Text section –
____________
PDE Seminar Spring 2021
Fridays, 4:10pm, through Zoom.
Date: Friday, Feb 5, 2021.
- Speaker: Annalaura Stingo, University of California Davis.
- Title: Almost-global well-posedness for 2d strongly-coupled wave-Klein-Gordon systems.
- Abstract: In this talk we discuss the almost-global well-posedness of a wide class of coupled Wave-Klein-Gordon equations in 2+1 space-time dimensions, when initial data are assumed to be small and localized. The Wave-Klein-Gordon systems arise from several physical models especially related to General Relativity, but few results are know at present in lower space-time dimensions. Compared with prior related results, our novel contributions include a strong quadratic quasilinear coupling between the wave and the Klein-Gordon equation, and no restriction is made on the support of the initial data which are supposed to only have a mild decay at infinity and very limited regularity. Our proof relies on a combination of energy estimates localized to dyadic space-time regions, and pointwise interpolation type estimates within the same regions. This is akin to ideas previously used by Metcalfe-Tataru-Tohaneanu in a liner setting, and is also related to Alinhac’s ghost weight method. A refinement of these estimates through different techniques will allow us to pass, in a future work, from almost global existence to global existence of solutions under the same hypothesis on the initial data. This is a joint work with M. Ifrim.
- Zoom link: https://vanderbilt.zoom.us/j/95612594074
Date: Friday, Feb 12, 2021.
- Speaker: Jason Metcalfe, University of North Carolina at Chapel Hill.
- Title: Local energy in the presence of degenerate trapping.
- Abstract: Trapping is a known obstruction to local energy estimates for the wave equation and local smoothing estimates for the Schrödinger equation. When this trapping is sufficiently unstable, it is known that estimates with a logarithmic loss can be obtained. On the other hand, for very stable trapping, it is known that all but a logarithmic amount of local energy decay is lost. Until somewhat recently, explicit examples of scenarios where an algebraic loss (of regularity) was both necessary and sufficient for local energy decay had not be constructed. We will review what is known in these specific examples. We will also examine the relationship between the trapping and the existence of a boundary. In this highly symmetric case, a relatively simple proof showing a bifurcation in the behavior of local energy as the boundary passes through the trapping is available. This is related, e.g., to the instability of ultracompact neutrino stars.
- Zoom link: https://vanderbilt.zoom.us/j/93820116803
Date: Friday, Feb 26, 2021.
- Speaker: Stephen Taylor, New Jersey Institute of Technology.
- Title: Peer-to-Peer Risk Sharing with an Application to Flood Risk Pooling.
____________
Stored rows –
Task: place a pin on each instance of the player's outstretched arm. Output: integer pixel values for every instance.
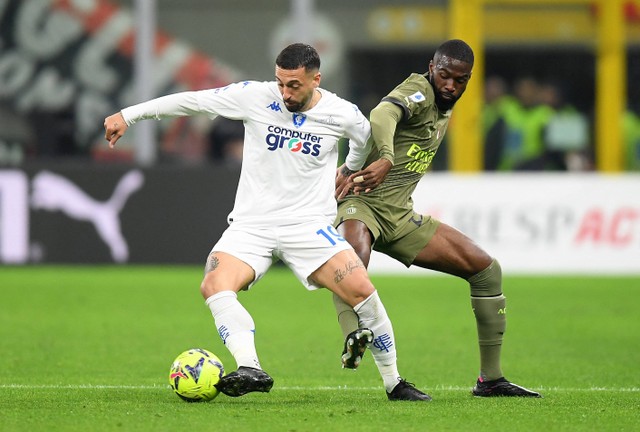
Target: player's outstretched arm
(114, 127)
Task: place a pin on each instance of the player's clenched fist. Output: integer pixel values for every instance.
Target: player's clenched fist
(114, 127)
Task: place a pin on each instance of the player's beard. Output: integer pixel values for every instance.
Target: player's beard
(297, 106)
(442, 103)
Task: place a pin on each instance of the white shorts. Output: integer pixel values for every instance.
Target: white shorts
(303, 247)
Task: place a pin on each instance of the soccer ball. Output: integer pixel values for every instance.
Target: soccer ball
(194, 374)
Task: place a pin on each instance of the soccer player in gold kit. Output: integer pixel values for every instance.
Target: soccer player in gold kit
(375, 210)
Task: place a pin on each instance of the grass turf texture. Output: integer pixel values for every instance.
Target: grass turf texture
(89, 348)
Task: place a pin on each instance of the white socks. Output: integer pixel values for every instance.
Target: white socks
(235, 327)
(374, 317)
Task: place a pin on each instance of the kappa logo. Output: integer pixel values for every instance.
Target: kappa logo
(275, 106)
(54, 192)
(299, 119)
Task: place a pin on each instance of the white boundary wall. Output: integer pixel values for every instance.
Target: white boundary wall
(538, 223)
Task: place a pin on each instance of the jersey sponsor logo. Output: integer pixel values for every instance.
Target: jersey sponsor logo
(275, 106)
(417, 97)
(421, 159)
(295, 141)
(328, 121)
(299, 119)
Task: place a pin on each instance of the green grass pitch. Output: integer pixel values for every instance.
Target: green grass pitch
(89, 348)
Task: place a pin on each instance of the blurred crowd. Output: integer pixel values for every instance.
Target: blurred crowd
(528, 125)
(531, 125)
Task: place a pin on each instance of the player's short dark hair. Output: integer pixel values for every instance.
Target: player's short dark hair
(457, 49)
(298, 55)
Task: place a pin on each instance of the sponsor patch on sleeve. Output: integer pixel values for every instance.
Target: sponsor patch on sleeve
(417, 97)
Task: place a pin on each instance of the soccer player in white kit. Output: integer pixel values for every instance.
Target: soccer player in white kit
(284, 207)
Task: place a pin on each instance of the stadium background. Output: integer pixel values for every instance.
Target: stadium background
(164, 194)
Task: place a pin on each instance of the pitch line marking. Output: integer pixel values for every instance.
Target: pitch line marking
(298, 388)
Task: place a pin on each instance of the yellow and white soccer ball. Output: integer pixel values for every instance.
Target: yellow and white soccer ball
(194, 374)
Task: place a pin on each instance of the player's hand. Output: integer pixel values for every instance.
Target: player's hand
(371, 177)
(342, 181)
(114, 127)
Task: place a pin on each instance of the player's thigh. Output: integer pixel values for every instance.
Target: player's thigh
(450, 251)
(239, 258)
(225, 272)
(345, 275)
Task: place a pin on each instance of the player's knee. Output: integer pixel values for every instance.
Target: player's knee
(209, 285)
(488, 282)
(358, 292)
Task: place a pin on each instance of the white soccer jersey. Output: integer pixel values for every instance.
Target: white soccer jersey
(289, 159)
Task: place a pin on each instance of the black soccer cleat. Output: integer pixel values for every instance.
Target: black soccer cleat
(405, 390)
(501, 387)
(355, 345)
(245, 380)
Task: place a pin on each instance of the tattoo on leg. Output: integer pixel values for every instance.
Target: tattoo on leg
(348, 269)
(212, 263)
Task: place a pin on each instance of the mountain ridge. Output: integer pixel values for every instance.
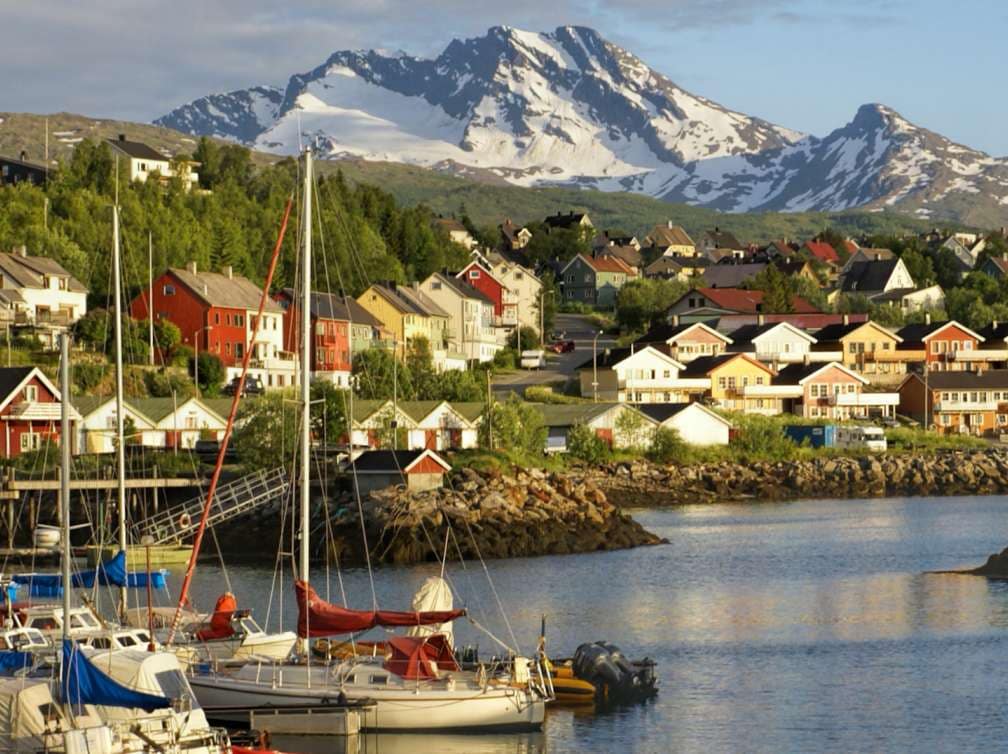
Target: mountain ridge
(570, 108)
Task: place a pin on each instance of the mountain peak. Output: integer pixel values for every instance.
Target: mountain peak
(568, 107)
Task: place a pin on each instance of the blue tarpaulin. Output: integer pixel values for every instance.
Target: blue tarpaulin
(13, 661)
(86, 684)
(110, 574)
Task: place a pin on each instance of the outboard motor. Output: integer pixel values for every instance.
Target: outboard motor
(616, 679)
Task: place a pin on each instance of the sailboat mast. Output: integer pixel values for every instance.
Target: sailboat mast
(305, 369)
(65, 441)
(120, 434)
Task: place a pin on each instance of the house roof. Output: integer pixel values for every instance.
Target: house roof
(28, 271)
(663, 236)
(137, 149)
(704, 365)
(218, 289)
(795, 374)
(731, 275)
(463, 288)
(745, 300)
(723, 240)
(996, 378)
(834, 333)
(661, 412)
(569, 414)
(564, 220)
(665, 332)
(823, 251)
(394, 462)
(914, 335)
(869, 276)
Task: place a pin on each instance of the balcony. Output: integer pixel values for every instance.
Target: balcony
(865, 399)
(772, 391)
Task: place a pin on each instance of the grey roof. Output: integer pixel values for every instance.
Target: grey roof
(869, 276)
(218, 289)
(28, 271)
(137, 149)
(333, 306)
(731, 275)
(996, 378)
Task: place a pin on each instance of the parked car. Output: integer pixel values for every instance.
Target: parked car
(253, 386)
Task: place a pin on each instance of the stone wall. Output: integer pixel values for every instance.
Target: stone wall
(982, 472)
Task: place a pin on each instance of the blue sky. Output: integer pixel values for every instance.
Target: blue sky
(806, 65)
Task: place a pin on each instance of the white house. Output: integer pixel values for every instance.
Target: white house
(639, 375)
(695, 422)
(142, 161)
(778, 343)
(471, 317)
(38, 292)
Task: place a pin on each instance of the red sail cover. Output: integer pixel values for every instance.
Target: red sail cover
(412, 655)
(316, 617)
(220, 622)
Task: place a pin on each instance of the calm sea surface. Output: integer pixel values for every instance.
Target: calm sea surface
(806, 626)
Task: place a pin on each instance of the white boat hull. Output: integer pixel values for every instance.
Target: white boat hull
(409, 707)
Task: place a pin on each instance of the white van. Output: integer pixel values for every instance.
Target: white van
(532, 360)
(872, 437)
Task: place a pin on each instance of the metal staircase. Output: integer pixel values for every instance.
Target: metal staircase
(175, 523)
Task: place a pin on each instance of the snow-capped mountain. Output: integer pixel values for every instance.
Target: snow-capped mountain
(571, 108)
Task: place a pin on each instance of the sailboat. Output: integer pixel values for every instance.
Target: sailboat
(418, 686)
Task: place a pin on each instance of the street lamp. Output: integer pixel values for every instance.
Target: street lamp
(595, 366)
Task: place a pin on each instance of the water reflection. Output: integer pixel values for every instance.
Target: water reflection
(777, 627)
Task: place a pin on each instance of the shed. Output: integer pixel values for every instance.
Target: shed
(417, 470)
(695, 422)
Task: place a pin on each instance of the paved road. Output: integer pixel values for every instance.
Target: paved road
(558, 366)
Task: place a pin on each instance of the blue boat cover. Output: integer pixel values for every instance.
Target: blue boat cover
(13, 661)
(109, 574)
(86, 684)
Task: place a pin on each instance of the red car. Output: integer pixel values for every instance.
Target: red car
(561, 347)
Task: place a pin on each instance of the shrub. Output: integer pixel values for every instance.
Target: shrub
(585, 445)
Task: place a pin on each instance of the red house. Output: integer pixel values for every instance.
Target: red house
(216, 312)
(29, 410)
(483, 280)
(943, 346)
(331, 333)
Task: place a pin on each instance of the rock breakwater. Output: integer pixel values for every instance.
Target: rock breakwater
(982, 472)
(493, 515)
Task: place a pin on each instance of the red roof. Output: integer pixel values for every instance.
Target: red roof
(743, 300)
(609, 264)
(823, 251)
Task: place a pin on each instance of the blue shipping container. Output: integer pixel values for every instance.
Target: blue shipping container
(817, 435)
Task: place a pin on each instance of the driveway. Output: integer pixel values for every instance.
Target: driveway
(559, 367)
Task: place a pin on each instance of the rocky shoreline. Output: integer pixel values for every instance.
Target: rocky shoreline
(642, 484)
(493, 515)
____________
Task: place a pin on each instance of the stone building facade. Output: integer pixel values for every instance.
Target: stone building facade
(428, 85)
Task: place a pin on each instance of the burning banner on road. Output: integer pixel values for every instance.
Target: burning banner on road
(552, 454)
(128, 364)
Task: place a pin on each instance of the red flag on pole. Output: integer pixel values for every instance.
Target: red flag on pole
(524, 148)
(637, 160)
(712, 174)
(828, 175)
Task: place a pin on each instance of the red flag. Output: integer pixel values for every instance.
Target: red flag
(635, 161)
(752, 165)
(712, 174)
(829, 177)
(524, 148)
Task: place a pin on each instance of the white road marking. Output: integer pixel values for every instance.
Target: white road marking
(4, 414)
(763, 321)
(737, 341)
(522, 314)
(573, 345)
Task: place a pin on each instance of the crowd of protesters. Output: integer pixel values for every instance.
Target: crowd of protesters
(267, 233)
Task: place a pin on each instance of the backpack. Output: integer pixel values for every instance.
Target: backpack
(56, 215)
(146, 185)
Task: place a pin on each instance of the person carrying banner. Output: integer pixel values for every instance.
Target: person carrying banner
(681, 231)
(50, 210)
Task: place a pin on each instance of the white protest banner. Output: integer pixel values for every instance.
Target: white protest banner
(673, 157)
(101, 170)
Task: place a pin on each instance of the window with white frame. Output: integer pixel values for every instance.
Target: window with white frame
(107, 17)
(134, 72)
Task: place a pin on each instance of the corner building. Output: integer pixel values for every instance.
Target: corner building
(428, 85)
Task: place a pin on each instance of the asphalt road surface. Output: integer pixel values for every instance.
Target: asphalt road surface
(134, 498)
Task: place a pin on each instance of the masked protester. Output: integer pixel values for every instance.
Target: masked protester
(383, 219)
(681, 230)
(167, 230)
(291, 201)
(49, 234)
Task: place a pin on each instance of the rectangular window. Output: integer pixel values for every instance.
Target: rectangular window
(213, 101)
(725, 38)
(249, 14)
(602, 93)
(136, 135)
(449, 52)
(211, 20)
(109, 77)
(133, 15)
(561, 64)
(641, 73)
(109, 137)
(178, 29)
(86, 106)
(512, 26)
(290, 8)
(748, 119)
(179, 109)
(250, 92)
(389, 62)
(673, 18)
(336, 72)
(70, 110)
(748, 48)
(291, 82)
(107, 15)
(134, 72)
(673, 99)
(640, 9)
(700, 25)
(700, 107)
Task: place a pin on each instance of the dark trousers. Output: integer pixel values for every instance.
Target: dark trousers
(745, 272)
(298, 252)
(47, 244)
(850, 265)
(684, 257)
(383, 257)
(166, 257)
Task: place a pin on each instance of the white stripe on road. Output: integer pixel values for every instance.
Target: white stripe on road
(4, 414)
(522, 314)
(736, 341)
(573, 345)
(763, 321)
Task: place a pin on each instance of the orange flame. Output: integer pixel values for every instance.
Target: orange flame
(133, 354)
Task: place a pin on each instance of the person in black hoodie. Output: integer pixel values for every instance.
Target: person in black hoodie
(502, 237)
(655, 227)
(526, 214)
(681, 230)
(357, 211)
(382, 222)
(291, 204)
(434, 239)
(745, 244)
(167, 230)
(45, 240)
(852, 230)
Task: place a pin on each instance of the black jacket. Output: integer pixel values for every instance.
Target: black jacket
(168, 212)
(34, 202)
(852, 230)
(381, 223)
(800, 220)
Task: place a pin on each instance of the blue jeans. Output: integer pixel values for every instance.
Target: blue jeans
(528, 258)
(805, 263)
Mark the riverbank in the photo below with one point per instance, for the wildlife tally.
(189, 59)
____________
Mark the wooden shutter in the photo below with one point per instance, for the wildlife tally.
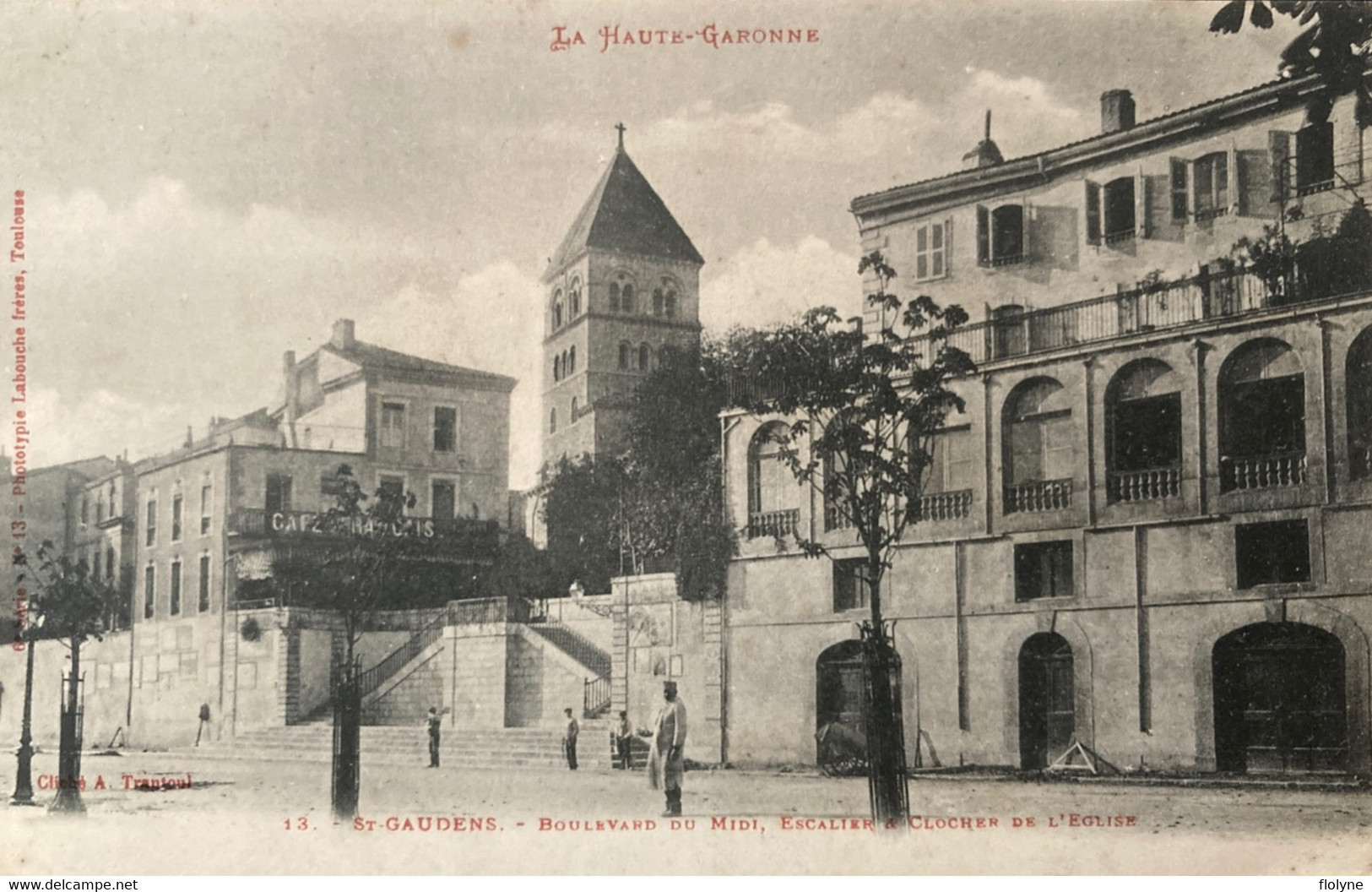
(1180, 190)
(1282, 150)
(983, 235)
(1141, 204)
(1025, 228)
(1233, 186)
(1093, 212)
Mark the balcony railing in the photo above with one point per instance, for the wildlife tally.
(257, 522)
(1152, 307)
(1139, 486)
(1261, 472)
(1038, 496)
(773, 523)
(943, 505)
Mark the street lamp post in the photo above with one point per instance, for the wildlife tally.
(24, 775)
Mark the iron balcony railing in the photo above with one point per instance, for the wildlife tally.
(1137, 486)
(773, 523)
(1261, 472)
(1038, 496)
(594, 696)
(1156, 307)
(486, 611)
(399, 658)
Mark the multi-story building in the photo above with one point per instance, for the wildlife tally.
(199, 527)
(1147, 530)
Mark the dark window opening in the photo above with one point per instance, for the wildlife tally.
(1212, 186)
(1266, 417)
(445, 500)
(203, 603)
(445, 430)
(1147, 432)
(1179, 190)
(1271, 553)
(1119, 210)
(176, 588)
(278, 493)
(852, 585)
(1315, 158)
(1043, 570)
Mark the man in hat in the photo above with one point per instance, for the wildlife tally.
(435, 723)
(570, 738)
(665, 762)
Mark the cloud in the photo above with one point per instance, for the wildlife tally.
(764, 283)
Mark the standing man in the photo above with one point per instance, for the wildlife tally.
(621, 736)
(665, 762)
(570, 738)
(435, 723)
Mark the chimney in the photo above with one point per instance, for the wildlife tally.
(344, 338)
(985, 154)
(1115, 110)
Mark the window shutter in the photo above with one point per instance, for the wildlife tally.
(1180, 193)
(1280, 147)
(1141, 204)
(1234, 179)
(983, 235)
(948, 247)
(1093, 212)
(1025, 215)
____________
The problem – Quote the seminar listing word for word between "- Zoom link: https://vanderbilt.zoom.us/j/93820116803" and "Flood Risk Pooling.", inclusive. Work only from the seminar listing, not the records.

The output –
- Zoom link: https://vanderbilt.zoom.us/j/93820116803
Date: Friday, Feb 26, 2021.
- Speaker: Stephen Taylor, New Jersey Institute of Technology.
- Title: Peer-to-Peer Risk Sharing with an Application to Flood Risk Pooling.